> _Text provided_
◆ ◆ ◆

In that sense, I'm making it work like Python code in a file. The advantage of code in files is that I can use all of the slick code analysis tools that will warn me about my mistakes. I wish there were something that would let those tools go through the code in a Python notebook from top to bottom.

kzrdude · on March 26, 2022

papermill is good and ploomber is a thing to watch.

Ploomber makes it systematic - store notebooks as .py (py:percent files for example), parameterize them with papermill and execute as a batch job. One can view the resulting jupyter notebooks as .ipynb later and produce reports as html if wanted. It's really good already, and better if ploomber gets more development.

The whole reason it works is because it's easy to open the .py notebook and work on it, interactively, in jupyter.

The main idea - jupytext for .py notebooks and papermill for parameters & execution - that's already "stable" and easy for anyone to use for their own purposes.

◆ ◆ ◆

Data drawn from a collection

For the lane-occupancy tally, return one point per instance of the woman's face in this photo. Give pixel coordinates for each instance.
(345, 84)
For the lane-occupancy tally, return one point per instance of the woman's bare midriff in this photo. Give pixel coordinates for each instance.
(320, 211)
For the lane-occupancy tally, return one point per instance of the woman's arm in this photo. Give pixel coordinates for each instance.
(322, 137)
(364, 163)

◆ ◆ ◆

> _What to do_
Repeat word for word the passage of the notebook discussion above between "Ploomber makes it" and "their own purposes.", inclusive.

> _Task output_
Ploomber makes it systematic - store notebooks as .py (py:percent files for example), parameterize them with papermill and execute as a batch job. One can view the resulting jupyter notebooks as .ipynb later and produce reports as html if wanted. It's really good already, and better if ploomber gets more development.

The whole reason it works is because it's easy to open the .py notebook and work on it, interactively, in jupyter.

The main idea - jupytext for .py notebooks and papermill for parameters & execution - that's already "stable" and easy for anyone to use for their own purposes.